# [THE EXERCISE]
Reproduce the listing verbatim.

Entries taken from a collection
····················
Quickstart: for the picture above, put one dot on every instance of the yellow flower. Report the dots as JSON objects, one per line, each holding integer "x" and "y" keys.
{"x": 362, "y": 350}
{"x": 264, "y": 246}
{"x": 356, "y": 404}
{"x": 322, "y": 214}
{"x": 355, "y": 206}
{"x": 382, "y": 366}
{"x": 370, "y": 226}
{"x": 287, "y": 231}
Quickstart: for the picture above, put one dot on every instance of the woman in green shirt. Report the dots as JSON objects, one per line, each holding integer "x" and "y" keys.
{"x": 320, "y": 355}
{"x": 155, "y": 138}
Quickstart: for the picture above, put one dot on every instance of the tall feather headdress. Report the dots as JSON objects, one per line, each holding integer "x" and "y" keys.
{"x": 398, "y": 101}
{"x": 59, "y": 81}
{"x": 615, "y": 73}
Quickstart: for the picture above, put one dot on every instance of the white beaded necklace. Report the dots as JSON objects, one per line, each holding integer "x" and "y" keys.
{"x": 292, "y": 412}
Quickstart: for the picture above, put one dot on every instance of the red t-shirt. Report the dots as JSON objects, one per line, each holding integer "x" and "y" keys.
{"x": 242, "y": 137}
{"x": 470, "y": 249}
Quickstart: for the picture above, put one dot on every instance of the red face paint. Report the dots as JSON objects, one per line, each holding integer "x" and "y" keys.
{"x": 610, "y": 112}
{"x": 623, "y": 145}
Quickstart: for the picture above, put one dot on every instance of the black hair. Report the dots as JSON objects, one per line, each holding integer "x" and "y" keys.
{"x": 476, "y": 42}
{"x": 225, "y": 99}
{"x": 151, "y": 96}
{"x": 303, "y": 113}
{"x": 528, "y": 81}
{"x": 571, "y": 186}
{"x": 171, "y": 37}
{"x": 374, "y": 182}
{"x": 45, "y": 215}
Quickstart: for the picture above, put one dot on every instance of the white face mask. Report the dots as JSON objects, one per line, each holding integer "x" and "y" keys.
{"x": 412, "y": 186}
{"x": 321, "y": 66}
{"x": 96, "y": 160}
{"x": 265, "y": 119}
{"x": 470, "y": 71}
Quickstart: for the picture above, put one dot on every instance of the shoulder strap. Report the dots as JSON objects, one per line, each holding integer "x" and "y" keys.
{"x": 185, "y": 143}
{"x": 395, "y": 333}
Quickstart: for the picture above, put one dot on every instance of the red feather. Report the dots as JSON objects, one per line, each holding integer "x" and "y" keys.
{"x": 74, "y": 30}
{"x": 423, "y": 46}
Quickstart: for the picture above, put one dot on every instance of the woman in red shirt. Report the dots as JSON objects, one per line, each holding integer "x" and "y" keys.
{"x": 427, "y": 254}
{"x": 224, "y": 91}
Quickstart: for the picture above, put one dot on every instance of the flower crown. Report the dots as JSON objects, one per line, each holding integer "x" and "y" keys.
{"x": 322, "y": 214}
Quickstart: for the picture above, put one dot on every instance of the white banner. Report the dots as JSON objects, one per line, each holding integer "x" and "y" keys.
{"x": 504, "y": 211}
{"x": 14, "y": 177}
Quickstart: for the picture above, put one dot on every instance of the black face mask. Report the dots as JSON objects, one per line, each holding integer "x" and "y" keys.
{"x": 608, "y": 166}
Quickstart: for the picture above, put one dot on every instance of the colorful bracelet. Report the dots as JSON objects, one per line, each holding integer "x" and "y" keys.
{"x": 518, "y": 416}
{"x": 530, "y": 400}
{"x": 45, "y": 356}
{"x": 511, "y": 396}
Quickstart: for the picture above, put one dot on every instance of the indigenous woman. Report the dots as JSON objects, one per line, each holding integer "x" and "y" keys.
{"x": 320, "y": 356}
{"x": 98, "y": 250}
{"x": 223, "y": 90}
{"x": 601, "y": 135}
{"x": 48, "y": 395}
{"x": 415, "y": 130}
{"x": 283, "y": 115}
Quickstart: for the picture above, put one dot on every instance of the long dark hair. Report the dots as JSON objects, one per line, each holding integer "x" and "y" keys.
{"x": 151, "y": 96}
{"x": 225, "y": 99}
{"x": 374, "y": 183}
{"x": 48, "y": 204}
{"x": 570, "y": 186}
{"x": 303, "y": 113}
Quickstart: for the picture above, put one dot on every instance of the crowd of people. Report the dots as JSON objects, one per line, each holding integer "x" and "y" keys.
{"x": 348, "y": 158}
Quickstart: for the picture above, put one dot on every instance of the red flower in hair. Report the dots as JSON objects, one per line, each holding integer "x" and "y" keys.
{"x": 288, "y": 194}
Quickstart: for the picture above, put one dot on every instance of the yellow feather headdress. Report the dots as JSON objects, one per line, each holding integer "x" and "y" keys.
····················
# [SOLUTION]
Quickstart: for the picture above, put one dot on every instance of the yellow flower. Report the dots as JSON objects, one per line, each holding integer "x" and "y" keys.
{"x": 362, "y": 350}
{"x": 264, "y": 246}
{"x": 356, "y": 404}
{"x": 322, "y": 214}
{"x": 355, "y": 206}
{"x": 382, "y": 366}
{"x": 370, "y": 226}
{"x": 287, "y": 231}
Quickstart: for the picture above, put one dot on every instance of the woman in green shirt. Report the dots as JSON objects, one per line, each holding integer "x" and "y" keys.
{"x": 320, "y": 355}
{"x": 155, "y": 138}
Quickstart: for the picture above, put one dot on every instance of the tall feather headdress. Report the dots as JSON objects, one per line, each holding integer "x" and "y" keys.
{"x": 398, "y": 101}
{"x": 59, "y": 81}
{"x": 615, "y": 73}
Quickstart: for the picture above, put one dot on every instance of the white beaded necklace. Report the dots as JSON objects, one per line, each holding integer "x" and "y" keys.
{"x": 292, "y": 412}
Quickstart: for the picture above, put one dot on every instance of the red t-shirt. Report the dots as JSON objects, one per line, each holding integer "x" and "y" keys.
{"x": 242, "y": 137}
{"x": 470, "y": 249}
Quickstart: for the picture above, put one dot on every instance of the red face paint. Report the dots as JSON objects, one per line, each holding integer "x" and "y" keys.
{"x": 610, "y": 112}
{"x": 623, "y": 145}
Quickstart: for the picture above, put one dot on every instance of the black hair. Report the dots as JSON objects, one per line, each holding integer "x" and "y" keys.
{"x": 476, "y": 42}
{"x": 225, "y": 99}
{"x": 151, "y": 96}
{"x": 303, "y": 113}
{"x": 528, "y": 81}
{"x": 571, "y": 186}
{"x": 171, "y": 37}
{"x": 374, "y": 182}
{"x": 45, "y": 215}
Quickstart: for the picture above, put one dot on every instance of the white face mask. Report the dots as JSON objects, one per line, each holding integer "x" and "y" keys.
{"x": 412, "y": 186}
{"x": 321, "y": 66}
{"x": 96, "y": 160}
{"x": 265, "y": 119}
{"x": 470, "y": 71}
Quickstart: for the picture above, put one dot on every instance of the shoulder strap. Report the dots as JSON objects, one per line, each holding integer "x" and "y" keys.
{"x": 185, "y": 143}
{"x": 395, "y": 333}
Quickstart: for the picture above, put one dot on every instance of the red feather. Report the dots as JSON objects, one per line, each holding integer "x" and "y" keys.
{"x": 74, "y": 30}
{"x": 423, "y": 46}
Quickstart: for the picture above, put one dot on every instance of the woman in red shirt. Report the dots as JSON objects, one per line, each holding integer "x" and "y" keys.
{"x": 427, "y": 254}
{"x": 224, "y": 91}
Quickstart: for the picture above, put one dot on every instance of the flower crown. Report the dots as JSON objects, one per line, each holding integer "x" and "y" keys.
{"x": 322, "y": 214}
Quickstart: for the picture above, put one dot on every instance of the white banner. Report the dots as JSON objects, one per line, each holding integer "x" and "y" keys.
{"x": 504, "y": 211}
{"x": 14, "y": 177}
Quickstart: for the picture above, put one dot on every instance of the black face mask. Report the dots as JSON objects, one per line, each holding integer "x" and "y" keys.
{"x": 608, "y": 166}
Quickstart: for the picture above, put one dot on every instance of the colorful bracelet. Report the dots as JSON objects, one per line, each holding integer "x" and "y" keys.
{"x": 518, "y": 416}
{"x": 530, "y": 400}
{"x": 45, "y": 356}
{"x": 511, "y": 396}
Quickstart: for the picture above, put one dot on every instance of the indigenous woman. Report the dots as JSON objects, one per line, each holding integer "x" and "y" keys.
{"x": 320, "y": 356}
{"x": 98, "y": 250}
{"x": 223, "y": 90}
{"x": 601, "y": 135}
{"x": 48, "y": 395}
{"x": 415, "y": 130}
{"x": 283, "y": 115}
Quickstart: for the picture above, put one dot on every instance of the long dark hair. Report the dots as JSON objects, one per line, each holding integer "x" and "y" keys.
{"x": 151, "y": 96}
{"x": 225, "y": 99}
{"x": 374, "y": 183}
{"x": 48, "y": 204}
{"x": 570, "y": 186}
{"x": 303, "y": 113}
Quickstart: for the picture above, put one dot on every instance of the crowd of people. Report the dots as JSON objects, one per line, each holding integer "x" and "y" keys.
{"x": 348, "y": 158}
Quickstart: for the picture above, put one dot on every instance of the red flower in hair. Report the dots as JSON objects, one per line, each holding integer "x" and "y" keys.
{"x": 288, "y": 194}
Quickstart: for the picture above, put one dot on every instance of the yellow feather headdress. Report the dots as JSON objects, one per line, each holding integer "x" and "y" keys.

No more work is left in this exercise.